CoCoON for “Digital Oral Corpus COllections” is a technical platform that supports oral resource producers in creating, structuring and archiving their corpuses. A corpus can be composed of recordings (generally audio), possibly accompanied by annotations of these recordings.
The resources are first catalogued and stored, and then archived in the TGIR Huma-Num archive. The author and his institution remain responsible for the deposited materials and can benefit from restricted and secure access to their data, for a defined period of time, if the content of the information is considered sensitive.
That post links to this text resource on Nivaclé, a Matacoan language spoken in Paraguay and Argentina:
It looks quite nice, and it seems quite straightforward to get to annotations of texts from the overview page. It works find in Chrome/Mac, but Firefox didn’t seem to want to play the
.mp4, however, and downloaded it instead. I was also rather surprised to realize that there are only annotations of the Spanish translation, and not the Nivaclé itself — there doesn’t seem to be any metadata in the overview page that indicates that (of course, even text of the translation is better than no text at all).

DATA FOR PROCESSING
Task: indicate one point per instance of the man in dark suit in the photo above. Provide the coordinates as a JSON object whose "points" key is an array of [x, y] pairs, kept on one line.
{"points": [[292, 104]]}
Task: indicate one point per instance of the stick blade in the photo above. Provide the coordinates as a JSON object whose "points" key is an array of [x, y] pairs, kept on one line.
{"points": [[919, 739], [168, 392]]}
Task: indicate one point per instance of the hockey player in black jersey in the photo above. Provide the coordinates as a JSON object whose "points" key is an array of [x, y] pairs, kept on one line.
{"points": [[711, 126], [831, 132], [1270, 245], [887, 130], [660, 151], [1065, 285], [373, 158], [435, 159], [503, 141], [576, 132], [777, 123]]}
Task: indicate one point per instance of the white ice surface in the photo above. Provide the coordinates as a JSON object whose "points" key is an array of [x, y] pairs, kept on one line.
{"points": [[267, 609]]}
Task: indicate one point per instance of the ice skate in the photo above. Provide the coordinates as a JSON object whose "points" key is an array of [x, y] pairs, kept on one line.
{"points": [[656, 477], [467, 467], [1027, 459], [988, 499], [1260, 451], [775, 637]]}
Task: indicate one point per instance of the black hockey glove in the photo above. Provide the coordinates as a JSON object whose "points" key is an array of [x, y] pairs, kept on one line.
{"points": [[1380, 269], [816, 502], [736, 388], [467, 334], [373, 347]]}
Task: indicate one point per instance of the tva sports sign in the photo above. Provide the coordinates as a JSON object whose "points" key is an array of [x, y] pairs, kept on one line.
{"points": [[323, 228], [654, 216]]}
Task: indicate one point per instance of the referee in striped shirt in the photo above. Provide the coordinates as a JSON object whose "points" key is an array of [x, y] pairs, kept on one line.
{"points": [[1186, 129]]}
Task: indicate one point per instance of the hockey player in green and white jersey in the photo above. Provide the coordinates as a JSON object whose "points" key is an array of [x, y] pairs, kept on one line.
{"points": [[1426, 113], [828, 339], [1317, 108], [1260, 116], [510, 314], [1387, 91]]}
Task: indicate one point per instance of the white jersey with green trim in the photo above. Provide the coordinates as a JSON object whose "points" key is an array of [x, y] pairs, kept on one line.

TASK INSTRUCTIONS
(1) Copy the records from the line containing "Task: indicate one point per instance of the black" through the end of the records, both included. Rename "hockey player" to "ice hockey player" and change nothing else.
(2) Extend the post about the CoCoON oral corpus platform and its Nivaclé text resource, starting after its last sentence.

ANSWER SET
(1)
Task: indicate one point per instance of the black hockey glove in the photo above. Provide the coordinates as a JSON object whose "points" key is an array of [x, y] pairs, kept on one line.
{"points": [[1380, 269], [816, 502], [736, 388], [467, 334], [373, 347]]}
Task: indicate one point per instance of the tva sports sign in the photo above. Provide the coordinates as a JSON object whose "points" key is an array of [x, y] pairs, kept on one line.
{"points": [[323, 228], [654, 216]]}
Task: indicate one point per instance of the referee in striped shirt in the photo above. Provide the coordinates as a JSON object whose "points" key is an array of [x, y] pairs, kept on one line.
{"points": [[1186, 129]]}
Task: indicate one point per instance of the ice hockey player in green and white jersey in the photo above. Provide the coordinates as a JSON object whose "points" key is an array of [x, y] pairs, kept on one line.
{"points": [[1426, 113], [828, 339], [1317, 108], [1260, 116], [510, 314], [1387, 91]]}
Task: indicate one point per instance of the white jersey with green trim in the photo above. Provide the coordinates as a JSON object whose "points" key is an array of [x, y] pairs, kept on one line.

(2)
There is an interactive playback view (click on “Show”) which shows the available annotations, which worked in Chrome:
Hey, I poked around some more and found a text that has more annotations:
This is a text in “Ta’izzi-Adeni Arabic”, and as you can see there are multiple tiers of annotation.
The resources download nice and tidy, like this:
And here’s what the LACITO XML format looks like for a single sentence:
<S id="ACQ_MCSS_NARR_04_chat-borgne_01"> <FORM>ginni hāda</FORM> <AUDIO start="1.87" end="2.84"/> <W> <FORM>ginni</FORM> <M class=""> <TRANSL xml:lanf="fr">Djinn</TRANSL> <FORM>ginni</FORM> </M> </W> <W> <FORM>hāda</FORM> <M class=""> <TRANSL xml:lanf="fr">DEM.M.SG</TRANSL> <FORM>hāza</FORM> </M> </W> <TRANSL xml:lanf="fr">S’agissant de ces ginns.</TRANSL> </S>
All very straightforward. Hooray!